Your goal ->
What is needed is a faithful copy of all the records.

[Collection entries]
Content starts
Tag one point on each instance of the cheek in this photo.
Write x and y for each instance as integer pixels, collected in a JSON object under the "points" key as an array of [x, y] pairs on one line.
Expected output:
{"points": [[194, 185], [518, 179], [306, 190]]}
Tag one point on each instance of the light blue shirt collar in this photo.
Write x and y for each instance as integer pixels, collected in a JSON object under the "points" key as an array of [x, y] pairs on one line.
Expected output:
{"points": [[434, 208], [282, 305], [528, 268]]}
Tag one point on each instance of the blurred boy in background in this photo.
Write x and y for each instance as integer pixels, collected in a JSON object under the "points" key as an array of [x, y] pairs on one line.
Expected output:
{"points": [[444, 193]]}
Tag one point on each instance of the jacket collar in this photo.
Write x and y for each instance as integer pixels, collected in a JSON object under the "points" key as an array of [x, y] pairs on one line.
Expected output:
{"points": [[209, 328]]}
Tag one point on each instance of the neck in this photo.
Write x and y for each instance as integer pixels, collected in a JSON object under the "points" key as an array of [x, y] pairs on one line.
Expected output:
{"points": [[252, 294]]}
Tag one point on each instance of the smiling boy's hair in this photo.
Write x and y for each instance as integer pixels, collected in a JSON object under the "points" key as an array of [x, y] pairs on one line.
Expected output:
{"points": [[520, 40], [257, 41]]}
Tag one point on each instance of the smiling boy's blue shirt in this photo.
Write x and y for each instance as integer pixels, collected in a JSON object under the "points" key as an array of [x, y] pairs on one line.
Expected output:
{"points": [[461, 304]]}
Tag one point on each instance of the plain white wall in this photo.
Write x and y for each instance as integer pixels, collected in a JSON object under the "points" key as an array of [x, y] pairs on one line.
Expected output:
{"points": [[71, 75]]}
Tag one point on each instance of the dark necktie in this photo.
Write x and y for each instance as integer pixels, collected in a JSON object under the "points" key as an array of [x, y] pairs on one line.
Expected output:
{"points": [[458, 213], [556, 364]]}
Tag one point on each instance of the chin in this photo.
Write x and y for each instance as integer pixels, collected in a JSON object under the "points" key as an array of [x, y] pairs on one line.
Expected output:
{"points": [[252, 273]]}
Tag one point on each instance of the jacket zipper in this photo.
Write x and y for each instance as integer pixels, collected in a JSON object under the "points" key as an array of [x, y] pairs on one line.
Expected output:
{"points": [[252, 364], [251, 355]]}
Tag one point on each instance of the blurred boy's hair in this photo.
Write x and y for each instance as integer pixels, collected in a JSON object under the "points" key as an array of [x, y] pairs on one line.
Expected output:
Content ends
Response to this task ->
Tag one point on each instance of the cheek in this photo.
Write x and y for each instance as integer pixels, collected in a JSON object under the "points" key as an array of [x, y] pairs on one line.
Expected output:
{"points": [[194, 185], [518, 179], [306, 190]]}
Tag one point on each instance of the light blue shirt collar in this photo.
Write x and y for each instance as integer pixels, collected in a JSON object under the "points" key as an array of [x, y] pairs on one line.
Expected output:
{"points": [[434, 208], [282, 305], [528, 268]]}
Tag one point on each instance of the blurred boy in background in this photo.
Write x and y for each instance as integer pixels, collected in a JSON object under the "points" key as an array of [x, y] pairs on one line.
Expected output:
{"points": [[444, 193]]}
Tag one point on each instance of the jacket collar in this photo.
Write x and y for each instance as integer pixels, collected in a JSON object under the "points" key as an array of [x, y] pairs on one line.
Expected output:
{"points": [[209, 328]]}
Tag one point on each instance of the neck in this photo.
Write x and y for each instance as integer pixels, collected in a JSON object under the "points" key as an array of [x, y] pairs on one line.
Expected output:
{"points": [[252, 294]]}
Tag one point on each instance of the smiling boy's hair in this photo.
Write x and y for each instance as integer pixels, collected in a JSON object under the "points" key as an array of [x, y] pairs on one line.
Expected output:
{"points": [[520, 40], [257, 41]]}
Tag one point on each instance of the smiling boy's blue shirt in this photo.
Write x and y for each instance as integer pixels, collected in a JSON object under the "points" key as an array of [x, y] pairs on one line.
Expected output:
{"points": [[461, 304]]}
Tag one point on each instance of the plain white wall in this photo.
Write x and y for each instance as integer pixels, collected in a JSON object under the "points" key as an array of [x, y] pairs on one line.
Expected output:
{"points": [[71, 75]]}
Tag one point on each instance of the dark necktie in this photo.
Write x and y for each instance as integer pixels, collected in a JSON object under the "points" key as an array of [x, y] pairs on one line.
Expected output:
{"points": [[458, 213], [556, 364]]}
Tag one point on each instance of the chin in this photo.
Write x and y for each instance as integer pixels, collected in a JSON object under the "points" key as an array of [x, y] pairs on one line.
Expected output:
{"points": [[252, 273]]}
Tag one point on each instance of the jacket zipper in this photo.
Write x and y for each instance as integer pixels, collected in a JSON object under the "points" key as an array of [x, y] pairs on one line.
Expected output:
{"points": [[252, 364], [251, 355]]}
Tag one point on each instance of the blurred boy's hair in this photo.
Write x and y for each instance as integer pixels, collected in a JSON object under the "points" key as an array of [x, y] pairs on one line.
Expected output:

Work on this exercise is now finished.